» **DATI FORNITI**:
_ _ _ _ _
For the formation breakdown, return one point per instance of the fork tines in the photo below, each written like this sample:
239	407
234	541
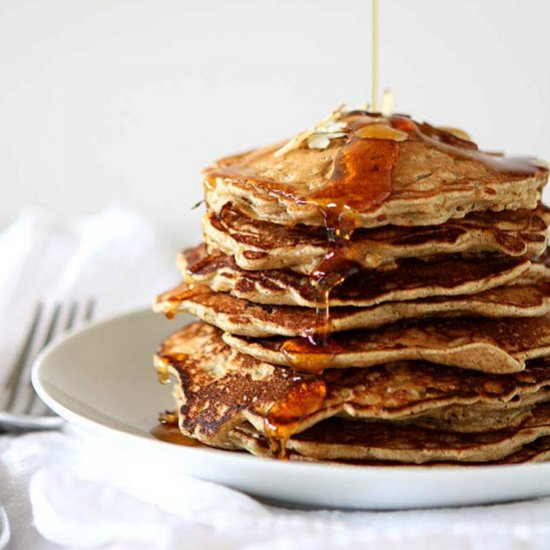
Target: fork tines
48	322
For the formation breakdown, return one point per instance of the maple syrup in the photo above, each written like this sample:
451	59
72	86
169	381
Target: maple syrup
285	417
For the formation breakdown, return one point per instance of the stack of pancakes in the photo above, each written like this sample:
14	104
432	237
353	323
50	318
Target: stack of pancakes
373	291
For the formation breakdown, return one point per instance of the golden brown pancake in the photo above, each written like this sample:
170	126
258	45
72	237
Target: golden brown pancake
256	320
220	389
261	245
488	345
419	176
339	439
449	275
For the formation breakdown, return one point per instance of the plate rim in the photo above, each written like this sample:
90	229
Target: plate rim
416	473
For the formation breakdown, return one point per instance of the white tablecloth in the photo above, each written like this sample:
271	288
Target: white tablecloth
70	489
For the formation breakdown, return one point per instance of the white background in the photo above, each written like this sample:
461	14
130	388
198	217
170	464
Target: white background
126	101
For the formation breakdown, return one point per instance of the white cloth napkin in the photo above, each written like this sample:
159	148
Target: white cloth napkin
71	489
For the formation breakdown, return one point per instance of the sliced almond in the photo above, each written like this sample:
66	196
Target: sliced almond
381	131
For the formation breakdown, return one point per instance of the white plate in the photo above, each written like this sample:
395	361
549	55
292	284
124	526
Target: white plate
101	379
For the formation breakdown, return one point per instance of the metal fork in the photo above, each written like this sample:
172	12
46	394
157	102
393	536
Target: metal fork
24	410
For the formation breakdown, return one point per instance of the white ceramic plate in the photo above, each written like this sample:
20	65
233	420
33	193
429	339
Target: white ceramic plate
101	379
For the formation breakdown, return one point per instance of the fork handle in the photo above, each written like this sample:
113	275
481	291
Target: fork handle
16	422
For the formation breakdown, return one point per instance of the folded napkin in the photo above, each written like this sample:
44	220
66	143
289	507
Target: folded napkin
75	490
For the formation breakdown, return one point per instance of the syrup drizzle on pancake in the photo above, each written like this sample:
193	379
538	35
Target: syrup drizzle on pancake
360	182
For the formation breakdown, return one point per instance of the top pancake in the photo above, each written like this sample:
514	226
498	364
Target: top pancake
_ _ _ _ _
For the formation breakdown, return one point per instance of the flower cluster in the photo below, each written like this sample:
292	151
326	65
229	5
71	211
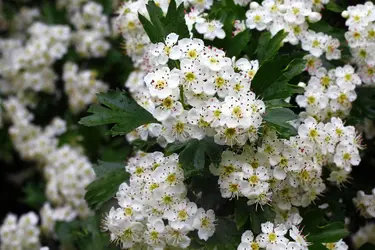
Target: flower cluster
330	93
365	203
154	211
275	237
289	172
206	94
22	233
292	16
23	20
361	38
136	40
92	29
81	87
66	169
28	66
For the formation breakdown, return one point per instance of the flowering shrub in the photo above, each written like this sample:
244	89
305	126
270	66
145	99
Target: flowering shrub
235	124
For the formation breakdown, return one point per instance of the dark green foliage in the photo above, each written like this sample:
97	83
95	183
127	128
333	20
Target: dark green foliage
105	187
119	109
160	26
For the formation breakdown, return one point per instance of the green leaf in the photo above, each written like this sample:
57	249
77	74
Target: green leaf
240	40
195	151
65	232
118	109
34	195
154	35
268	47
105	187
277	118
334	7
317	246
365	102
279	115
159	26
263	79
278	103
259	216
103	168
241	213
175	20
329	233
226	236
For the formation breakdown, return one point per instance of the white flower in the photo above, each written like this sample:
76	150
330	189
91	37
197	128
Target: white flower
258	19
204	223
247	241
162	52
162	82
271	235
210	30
_ _ _ _ _
» **CONSEGNA**: Indica quante righe dei dati riportati sopra contengono la parola "tablecloth", distinguendo tra maiuscole e minuscole. Scrivi soltanto il numero.

» **SOLUZIONE**: 2